Why would the UK put itself through this? Partly because its political leaders and trade officials are driven by the same ideology. Partly because it needs to show it can replace EU membership with other “special relationships”.
Ironically, Brexit was sold as restoring UK sovereignty, whereas the CPTPP would take even more of it away. But the familiar veil of secrecy prevents scrutiny and an objective cost-benefit analysis.
Another free trade merry-go-round
What about the likes of Thailand, the Philippines or South Korea? All three already have multiple FTAs with most CPTPP parties.
New Zealand, for example, has an FTA with South Korea, which is also a party to the Regional Comprehensive Economic Partnership (RCEP) just signed this year. The Philippines is a party to the New Zealand-Australia FTA with ASEAN and the RCEP. New Zealand has a bilateral FTA with Thailand as well.
It’s hard to imagine why those countries would give New Zealand greater market access than they were prepared to already, especially in the RCEP, and accept the CPTPP’s more onerous restrictions on their domestic policies and laws. Yet reports suggest they are eager to engage in this Faustian bargain.
The CPTPP risks becoming another merry-go-round in the largely secretive circus of free trade agreements. Countries seem willing to climb on board without prior public scrutiny or any compelling rationale.
It’s time to pull back the curtains and have an open and honest debate about the kind of trade relations New Zealand and other nations really need for the 21st century.
• • •
■ **Exercise objective**: Repeat word for word the portion of the trade commentary above that opens with the words containing "It’s hard to" and closes with "any compelling rationale.".
• • •
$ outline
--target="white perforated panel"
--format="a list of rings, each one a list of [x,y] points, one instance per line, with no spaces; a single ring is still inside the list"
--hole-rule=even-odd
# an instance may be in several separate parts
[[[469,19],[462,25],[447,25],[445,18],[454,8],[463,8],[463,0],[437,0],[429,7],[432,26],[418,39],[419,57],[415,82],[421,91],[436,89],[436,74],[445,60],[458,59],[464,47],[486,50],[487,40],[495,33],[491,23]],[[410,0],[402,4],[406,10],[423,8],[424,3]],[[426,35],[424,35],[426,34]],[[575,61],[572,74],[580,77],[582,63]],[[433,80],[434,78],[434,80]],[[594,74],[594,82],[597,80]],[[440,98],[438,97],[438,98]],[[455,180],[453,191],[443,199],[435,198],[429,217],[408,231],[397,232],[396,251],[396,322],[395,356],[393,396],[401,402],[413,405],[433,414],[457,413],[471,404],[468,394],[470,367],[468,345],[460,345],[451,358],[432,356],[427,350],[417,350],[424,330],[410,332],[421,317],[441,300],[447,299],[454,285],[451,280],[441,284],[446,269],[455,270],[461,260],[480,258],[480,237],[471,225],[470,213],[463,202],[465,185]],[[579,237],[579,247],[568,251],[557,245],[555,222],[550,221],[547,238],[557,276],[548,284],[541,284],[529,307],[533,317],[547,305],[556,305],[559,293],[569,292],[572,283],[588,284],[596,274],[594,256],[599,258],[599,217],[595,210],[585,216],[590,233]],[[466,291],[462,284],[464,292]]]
• • •
■ **Correct answer**:
It’s hard to imagine why those countries would give New Zealand greater market access than they were prepared to already, especially in the RCEP, and accept the CPTPP’s more onerous restrictions on their domestic policies and laws. Yet reports suggest they are eager to engage in this Faustian bargain.
The CPTPP risks becoming another merry-go-round in the largely secretive circus of free trade agreements. Countries seem willing to climb on board without prior public scrutiny or any compelling rationale.